Apa akibatnya? Lha kalau produksi berhenti, pasokan kepada para distribtor atau pedagang yang memasarkan produk kita ke konsumen ‘kan jadi berhenti juga. Akibatnya perusahaan kita mungkin terkena penalty atawa denda karena dianggap wan prestasi tidak bisa memasok pada tanggal yang ditentukan sebelumnya. ‘Kan rugi dua kali tuh, perusahaan kita: pertama, tidak mendapatkan “pendapatan dari penjualan” (wong produknya juga nggak ada, apanya yang dijual?), dan kedua, kena penalty tadi...
Akibatnya, cepat atau lambat, perusahaan kita akan gulung tikar a.k.a bangkrut. Kalau ini yang terjadi, kita hanya sebentar “bersenang-senang” nya dong (selama beberapa bulan gaji kita naik), tapi setelah itu kita di-phk...
Tuh, mengerikan, ‘kan?

• • • • • • •

Tentukan apakah tiap pernyataan berikut sesuai dengan teks sumber, jawab ya atau tidak, lalu sertakan kutipan penentu dari teks tersebut tanpa diubah.
1. Perusahaan dapat dikenai denda karena gagal memasok pada tanggal yang sudah ditetapkan.
2. Teks sumber menyatakan bahwa perusahaan hanya menderita rugi satu kali.
3. Menurut teks sumber, setelah perusahaan bangkrut, gaji karyawan terus naik.

→ Data Tercatat
• • • • • • •

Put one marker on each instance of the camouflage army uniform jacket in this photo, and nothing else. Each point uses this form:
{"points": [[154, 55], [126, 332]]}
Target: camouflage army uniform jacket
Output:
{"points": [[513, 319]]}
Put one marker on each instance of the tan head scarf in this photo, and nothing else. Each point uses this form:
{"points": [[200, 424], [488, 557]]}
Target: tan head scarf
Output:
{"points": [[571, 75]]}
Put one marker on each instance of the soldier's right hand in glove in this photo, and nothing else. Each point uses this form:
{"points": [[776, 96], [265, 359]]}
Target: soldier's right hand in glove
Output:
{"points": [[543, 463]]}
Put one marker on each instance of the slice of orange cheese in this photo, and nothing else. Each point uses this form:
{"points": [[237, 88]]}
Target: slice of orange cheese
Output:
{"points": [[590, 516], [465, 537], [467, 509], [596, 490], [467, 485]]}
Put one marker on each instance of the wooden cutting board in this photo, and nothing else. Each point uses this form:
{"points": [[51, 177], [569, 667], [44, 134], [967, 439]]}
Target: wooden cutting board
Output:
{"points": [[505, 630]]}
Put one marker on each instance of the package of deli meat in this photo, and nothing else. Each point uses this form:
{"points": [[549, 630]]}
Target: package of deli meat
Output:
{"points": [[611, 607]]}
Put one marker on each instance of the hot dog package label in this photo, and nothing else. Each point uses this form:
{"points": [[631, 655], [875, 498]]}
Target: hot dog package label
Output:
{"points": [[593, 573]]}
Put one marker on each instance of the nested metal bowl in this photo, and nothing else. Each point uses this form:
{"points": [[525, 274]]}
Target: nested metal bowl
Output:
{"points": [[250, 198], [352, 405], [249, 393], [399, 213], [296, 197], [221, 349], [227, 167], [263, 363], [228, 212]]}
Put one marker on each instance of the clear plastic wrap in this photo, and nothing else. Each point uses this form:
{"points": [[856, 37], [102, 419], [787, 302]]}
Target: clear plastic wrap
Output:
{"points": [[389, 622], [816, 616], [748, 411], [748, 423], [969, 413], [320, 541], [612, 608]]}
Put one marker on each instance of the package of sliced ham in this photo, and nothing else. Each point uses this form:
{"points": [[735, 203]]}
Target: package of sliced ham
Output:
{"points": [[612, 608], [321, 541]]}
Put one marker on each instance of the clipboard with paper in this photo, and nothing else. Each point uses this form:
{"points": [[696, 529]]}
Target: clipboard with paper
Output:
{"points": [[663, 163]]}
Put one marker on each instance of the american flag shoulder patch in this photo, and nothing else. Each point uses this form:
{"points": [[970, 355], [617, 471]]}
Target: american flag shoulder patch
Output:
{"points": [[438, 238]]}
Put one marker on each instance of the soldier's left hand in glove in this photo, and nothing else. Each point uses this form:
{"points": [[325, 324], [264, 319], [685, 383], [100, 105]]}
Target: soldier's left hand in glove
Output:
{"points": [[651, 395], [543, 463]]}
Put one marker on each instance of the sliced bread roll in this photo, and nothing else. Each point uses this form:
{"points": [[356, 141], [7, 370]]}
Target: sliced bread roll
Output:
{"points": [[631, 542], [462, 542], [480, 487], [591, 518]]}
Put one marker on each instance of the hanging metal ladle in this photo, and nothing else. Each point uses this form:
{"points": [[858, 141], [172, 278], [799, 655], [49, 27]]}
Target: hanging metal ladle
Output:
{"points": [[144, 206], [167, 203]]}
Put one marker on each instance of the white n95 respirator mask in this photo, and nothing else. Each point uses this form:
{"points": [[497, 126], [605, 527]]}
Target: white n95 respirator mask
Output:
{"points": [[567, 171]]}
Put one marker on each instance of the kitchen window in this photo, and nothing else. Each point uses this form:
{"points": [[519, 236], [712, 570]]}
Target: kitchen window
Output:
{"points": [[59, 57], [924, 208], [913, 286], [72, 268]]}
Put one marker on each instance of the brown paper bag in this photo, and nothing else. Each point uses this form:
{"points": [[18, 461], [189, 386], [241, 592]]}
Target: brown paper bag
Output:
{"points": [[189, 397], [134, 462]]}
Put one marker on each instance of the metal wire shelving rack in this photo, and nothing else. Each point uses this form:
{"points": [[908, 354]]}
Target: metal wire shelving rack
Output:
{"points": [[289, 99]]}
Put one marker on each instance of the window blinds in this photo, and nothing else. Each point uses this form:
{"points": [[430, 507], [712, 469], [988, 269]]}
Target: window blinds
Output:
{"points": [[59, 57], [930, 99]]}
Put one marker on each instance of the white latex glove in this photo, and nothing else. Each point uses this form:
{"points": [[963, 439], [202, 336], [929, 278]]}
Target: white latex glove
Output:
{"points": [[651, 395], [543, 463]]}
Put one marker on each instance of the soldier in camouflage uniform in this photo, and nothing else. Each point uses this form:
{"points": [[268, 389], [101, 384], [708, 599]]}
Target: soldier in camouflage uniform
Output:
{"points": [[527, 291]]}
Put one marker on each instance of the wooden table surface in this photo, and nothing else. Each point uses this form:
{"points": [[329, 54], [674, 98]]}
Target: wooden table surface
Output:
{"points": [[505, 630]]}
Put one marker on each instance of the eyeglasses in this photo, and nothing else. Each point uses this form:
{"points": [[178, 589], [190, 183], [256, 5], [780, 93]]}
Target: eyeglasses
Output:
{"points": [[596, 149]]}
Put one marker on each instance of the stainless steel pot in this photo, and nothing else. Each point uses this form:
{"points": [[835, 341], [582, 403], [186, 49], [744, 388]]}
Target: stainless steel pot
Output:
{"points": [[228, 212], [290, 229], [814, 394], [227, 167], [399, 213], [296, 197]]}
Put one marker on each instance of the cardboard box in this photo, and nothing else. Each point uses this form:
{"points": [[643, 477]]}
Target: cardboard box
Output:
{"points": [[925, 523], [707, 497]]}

• • • • • • •

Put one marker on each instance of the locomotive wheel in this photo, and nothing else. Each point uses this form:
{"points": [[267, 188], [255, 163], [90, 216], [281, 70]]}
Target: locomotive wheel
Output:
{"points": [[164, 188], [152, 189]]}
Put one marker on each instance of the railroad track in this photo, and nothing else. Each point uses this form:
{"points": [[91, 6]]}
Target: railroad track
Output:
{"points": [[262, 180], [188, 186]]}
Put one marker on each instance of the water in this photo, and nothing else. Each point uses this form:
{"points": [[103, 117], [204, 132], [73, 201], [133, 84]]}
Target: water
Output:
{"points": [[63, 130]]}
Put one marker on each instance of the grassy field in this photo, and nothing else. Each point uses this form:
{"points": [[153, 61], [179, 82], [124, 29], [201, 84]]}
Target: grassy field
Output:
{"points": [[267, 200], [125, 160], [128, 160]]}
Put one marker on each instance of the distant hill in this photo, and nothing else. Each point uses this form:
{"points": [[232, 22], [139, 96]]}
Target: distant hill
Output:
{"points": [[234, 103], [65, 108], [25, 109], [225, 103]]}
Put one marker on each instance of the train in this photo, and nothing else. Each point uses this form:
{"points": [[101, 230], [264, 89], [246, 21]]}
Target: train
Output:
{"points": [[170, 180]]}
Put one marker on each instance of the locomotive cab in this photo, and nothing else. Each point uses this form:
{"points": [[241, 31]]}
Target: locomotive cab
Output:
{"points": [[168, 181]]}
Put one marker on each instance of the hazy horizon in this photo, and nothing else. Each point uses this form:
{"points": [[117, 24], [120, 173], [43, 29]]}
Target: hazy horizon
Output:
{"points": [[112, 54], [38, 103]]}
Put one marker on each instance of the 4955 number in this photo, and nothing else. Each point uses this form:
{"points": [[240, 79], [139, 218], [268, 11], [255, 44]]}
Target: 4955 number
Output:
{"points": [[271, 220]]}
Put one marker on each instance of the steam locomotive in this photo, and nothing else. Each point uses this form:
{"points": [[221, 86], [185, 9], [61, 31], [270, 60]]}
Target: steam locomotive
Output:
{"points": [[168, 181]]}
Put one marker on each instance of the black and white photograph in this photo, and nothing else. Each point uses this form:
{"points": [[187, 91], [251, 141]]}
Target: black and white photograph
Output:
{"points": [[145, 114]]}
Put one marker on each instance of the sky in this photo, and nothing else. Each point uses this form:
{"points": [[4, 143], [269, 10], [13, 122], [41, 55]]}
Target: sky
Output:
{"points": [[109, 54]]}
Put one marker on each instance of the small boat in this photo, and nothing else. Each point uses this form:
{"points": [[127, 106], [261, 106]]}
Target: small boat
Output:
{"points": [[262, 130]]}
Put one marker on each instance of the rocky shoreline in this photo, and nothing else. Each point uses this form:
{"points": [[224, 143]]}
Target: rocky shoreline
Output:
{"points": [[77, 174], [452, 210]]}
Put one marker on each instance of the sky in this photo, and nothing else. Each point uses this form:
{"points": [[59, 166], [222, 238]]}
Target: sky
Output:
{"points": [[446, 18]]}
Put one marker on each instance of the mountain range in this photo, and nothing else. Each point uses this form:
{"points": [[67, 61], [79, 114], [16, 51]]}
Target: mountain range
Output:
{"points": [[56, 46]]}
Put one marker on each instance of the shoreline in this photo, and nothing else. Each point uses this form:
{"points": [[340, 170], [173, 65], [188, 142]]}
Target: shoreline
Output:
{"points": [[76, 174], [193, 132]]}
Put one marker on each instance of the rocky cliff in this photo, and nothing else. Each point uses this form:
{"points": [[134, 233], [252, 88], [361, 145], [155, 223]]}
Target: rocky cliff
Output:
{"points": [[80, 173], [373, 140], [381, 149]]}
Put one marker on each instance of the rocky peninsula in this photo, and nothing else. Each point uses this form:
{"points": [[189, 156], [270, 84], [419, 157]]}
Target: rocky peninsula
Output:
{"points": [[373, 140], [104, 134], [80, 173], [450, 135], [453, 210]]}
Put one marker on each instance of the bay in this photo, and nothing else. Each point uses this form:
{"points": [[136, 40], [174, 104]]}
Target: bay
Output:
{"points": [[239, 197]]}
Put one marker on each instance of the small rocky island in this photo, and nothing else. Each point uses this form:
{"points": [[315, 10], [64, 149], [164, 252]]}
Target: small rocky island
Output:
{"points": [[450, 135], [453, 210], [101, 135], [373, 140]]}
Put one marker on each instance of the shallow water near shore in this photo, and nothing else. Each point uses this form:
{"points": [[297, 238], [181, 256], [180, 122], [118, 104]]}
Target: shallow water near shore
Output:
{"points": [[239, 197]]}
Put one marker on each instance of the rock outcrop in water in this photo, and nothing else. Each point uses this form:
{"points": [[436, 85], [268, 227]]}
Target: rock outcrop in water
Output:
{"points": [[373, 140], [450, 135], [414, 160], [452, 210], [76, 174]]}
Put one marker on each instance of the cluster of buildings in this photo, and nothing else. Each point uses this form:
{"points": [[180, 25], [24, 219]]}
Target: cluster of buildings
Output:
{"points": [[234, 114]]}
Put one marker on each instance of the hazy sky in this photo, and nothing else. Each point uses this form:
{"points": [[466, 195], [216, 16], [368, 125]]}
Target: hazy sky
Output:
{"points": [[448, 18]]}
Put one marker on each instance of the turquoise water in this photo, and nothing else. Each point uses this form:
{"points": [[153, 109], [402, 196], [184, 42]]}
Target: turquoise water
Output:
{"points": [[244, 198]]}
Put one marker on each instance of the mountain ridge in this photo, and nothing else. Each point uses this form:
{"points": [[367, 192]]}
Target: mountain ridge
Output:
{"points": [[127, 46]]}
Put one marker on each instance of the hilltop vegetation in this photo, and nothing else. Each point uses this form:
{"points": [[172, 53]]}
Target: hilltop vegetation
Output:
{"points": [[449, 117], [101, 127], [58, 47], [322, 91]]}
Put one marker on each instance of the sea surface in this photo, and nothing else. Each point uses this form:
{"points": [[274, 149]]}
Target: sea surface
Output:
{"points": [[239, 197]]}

• • • • • • •

→ Jawaban
1. Ya: “terkena penalty atawa denda” karena “tidak bisa memasok pada tanggal yang ditentukan sebelumnya”.
2. Tidak: “‘Kan rugi dua kali tuh, perusahaan kita”.
3. Tidak: “tapi setelah itu kita di-phk”.